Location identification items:
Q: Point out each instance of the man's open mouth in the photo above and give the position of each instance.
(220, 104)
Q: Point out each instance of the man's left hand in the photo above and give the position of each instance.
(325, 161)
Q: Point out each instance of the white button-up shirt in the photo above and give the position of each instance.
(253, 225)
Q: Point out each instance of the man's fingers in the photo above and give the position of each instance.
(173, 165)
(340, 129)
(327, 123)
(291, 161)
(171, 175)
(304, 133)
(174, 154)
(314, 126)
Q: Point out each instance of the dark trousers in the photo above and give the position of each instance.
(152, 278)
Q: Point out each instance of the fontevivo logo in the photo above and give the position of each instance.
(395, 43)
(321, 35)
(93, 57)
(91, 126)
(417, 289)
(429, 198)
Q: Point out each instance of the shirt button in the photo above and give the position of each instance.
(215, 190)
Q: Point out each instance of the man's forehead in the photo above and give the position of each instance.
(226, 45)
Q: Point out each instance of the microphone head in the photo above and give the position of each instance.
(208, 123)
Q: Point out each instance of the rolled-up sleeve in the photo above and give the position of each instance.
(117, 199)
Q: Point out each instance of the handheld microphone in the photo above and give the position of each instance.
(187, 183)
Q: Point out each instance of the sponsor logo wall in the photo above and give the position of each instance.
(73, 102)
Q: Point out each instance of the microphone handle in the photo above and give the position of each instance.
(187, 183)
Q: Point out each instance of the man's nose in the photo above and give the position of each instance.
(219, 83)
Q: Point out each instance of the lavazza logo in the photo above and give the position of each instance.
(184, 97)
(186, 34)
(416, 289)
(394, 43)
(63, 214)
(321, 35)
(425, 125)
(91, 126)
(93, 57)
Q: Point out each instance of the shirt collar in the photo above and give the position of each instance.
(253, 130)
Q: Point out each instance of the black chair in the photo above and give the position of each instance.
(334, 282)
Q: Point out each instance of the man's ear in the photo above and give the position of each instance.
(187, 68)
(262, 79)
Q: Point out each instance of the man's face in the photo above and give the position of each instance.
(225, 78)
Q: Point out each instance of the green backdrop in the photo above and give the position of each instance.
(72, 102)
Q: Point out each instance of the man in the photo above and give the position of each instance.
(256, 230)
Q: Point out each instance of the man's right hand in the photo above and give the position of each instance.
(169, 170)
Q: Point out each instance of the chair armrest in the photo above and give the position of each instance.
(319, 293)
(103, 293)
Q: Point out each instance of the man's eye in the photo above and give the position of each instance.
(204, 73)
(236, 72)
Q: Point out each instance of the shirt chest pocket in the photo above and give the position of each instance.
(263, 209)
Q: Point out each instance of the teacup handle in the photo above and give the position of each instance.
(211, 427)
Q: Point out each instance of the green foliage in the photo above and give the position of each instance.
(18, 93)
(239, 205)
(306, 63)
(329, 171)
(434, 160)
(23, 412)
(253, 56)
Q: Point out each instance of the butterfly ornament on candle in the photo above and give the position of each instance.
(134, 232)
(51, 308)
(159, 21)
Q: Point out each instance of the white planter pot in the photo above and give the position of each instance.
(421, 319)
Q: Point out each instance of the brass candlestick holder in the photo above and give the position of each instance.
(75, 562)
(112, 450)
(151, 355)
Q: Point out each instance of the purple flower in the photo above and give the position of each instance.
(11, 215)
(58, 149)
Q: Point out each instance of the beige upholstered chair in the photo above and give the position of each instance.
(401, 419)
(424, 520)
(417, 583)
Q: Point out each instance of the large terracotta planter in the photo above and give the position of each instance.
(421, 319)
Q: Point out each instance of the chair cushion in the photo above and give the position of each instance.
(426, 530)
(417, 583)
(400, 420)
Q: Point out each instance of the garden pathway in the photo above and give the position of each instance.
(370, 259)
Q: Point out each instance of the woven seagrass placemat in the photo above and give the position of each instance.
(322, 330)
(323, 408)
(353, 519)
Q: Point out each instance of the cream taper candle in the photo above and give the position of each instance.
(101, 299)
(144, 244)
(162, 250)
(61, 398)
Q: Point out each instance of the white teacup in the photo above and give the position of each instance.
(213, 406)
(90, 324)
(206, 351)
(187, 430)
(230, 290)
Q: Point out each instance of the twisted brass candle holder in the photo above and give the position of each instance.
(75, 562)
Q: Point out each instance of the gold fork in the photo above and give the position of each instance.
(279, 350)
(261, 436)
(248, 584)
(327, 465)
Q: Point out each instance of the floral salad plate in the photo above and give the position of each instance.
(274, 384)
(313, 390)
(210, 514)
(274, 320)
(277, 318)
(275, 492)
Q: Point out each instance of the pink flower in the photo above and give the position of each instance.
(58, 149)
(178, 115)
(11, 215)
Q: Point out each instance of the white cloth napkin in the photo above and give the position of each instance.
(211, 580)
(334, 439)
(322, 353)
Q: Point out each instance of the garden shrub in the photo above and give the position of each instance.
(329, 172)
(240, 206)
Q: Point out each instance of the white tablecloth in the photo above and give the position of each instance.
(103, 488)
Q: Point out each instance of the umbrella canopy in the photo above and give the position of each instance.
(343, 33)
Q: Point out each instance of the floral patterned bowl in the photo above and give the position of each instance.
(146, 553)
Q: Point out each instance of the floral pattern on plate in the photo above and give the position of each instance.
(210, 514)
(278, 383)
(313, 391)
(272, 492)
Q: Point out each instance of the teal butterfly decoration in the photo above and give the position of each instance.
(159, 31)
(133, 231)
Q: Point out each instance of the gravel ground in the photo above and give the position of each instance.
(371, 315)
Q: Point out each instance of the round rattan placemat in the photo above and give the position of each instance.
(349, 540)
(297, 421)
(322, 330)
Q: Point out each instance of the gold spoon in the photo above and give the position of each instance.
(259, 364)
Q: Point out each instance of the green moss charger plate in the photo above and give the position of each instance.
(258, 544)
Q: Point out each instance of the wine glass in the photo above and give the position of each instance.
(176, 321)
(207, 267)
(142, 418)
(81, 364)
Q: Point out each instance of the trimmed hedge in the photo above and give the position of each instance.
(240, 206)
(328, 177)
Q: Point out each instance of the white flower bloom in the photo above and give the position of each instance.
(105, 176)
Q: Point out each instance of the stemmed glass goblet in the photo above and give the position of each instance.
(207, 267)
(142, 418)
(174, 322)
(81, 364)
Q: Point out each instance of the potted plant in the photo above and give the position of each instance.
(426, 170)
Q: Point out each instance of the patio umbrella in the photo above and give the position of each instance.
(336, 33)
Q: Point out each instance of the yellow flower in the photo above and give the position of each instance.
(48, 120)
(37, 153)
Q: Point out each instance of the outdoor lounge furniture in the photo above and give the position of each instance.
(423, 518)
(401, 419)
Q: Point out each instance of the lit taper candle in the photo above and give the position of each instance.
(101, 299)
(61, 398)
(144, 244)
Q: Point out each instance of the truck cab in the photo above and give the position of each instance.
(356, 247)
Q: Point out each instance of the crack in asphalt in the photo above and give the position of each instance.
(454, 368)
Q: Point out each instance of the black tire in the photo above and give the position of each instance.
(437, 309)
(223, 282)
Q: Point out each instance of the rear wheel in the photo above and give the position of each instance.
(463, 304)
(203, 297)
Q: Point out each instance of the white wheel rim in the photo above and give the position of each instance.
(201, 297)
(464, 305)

What is asked:
Return exactly, and only, the line containing "Q: Point out each instance of the round" and every line after it through the end of the material.

Solution to the problem:
Q: Point out each instance of the round rattan placemat in the photo above and give the position of each instance.
(349, 540)
(297, 421)
(322, 330)
Q: Point out each instance of the gold spoon in the photo above and give the position of each instance.
(259, 364)
Q: Point out each instance of the green moss charger plate in the photo above and give the position of each instance.
(258, 544)
Q: Point out each instance of the wine glass in the photo above and give the position of each instance.
(176, 321)
(207, 267)
(142, 418)
(81, 364)
Q: Point out each instance of the trimmed hedge in the photo above and give the position of each instance.
(240, 206)
(328, 177)
Q: Point out each instance of the white flower bloom in the photo above and give the position of each instance.
(105, 176)
Q: Point out each instance of the stemmed glass goblet in the photo above and give the position of each instance.
(207, 267)
(142, 418)
(174, 322)
(81, 364)
Q: Point out each instance of the potted plant in the photo above and give the position of each instance.
(426, 170)
Q: Point out each instance of the patio umbrella in the photo above and give the position of each instance.
(336, 33)
Q: Point out each instance of the yellow flower in the photo above and give the position of each instance.
(48, 120)
(37, 153)
Q: Point out each instance of the outdoor lounge furniture in the photo above and give the position of each instance.
(423, 518)
(401, 419)
Q: Point out each instance of the lit taper candle in the photo above and give the position of each instance.
(101, 299)
(61, 398)
(144, 244)
Q: Point out each instance of the truck cab in the photo above and give the position of each instance.
(356, 247)
Q: Point out each instance of the crack in asphalt in the photo above and give the position of each instance.
(454, 368)
Q: Point out each instance of the black tire in the photo above and give the position of each instance.
(437, 309)
(223, 282)
Q: Point out each instance of the rear wheel in the photo above and give the position of each instance.
(463, 304)
(203, 297)
Q: Point out each instance of the white wheel rim in the photo above and give the position of each instance.
(201, 297)
(464, 305)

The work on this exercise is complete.